Data sumber
# # #

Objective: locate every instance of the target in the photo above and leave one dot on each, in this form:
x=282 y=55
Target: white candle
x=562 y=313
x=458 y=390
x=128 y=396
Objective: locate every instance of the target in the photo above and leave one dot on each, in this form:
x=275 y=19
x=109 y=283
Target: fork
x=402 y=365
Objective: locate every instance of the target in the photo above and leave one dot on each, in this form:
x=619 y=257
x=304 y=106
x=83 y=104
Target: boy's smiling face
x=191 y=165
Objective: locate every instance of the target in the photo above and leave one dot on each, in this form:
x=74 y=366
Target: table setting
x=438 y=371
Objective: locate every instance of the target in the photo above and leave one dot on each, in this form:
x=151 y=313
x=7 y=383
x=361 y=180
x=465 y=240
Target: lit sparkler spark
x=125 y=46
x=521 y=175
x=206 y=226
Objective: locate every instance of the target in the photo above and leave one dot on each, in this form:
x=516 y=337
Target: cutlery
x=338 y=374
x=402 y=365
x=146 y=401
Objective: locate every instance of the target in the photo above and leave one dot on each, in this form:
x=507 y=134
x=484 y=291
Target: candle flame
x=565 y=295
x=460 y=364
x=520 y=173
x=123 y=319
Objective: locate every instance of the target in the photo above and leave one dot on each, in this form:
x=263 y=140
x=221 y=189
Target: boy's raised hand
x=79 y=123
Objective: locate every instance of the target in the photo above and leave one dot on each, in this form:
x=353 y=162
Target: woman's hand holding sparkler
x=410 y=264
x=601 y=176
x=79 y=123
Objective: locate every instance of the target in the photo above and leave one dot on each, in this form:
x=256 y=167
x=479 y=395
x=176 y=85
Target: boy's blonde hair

# # #

**RUMUSAN TUGAS**
Tulis kembali semua baris dari awal data sampai baris yang memuat "x=191 y=165", termasuk baris itu, tanpa ada yang dilewati. Tambahkan 58 pada setiap angka dalam koordinat jawaban saja, sedangkan koordinat lain tetap seperti aslinya.

**JAWABAN TUGAS**
Objective: locate every instance of the target in the photo above and leave one dot on each, in this form:
x=282 y=55
Target: white candle
x=620 y=371
x=516 y=448
x=186 y=454
Objective: locate every instance of the target in the photo above and leave one dot on each, in this form:
x=275 y=19
x=109 y=283
Target: fork
x=460 y=423
Objective: locate every instance of the target in the photo above and leave one dot on each, in this form:
x=619 y=257
x=304 y=106
x=83 y=104
Target: boy's smiling face
x=249 y=223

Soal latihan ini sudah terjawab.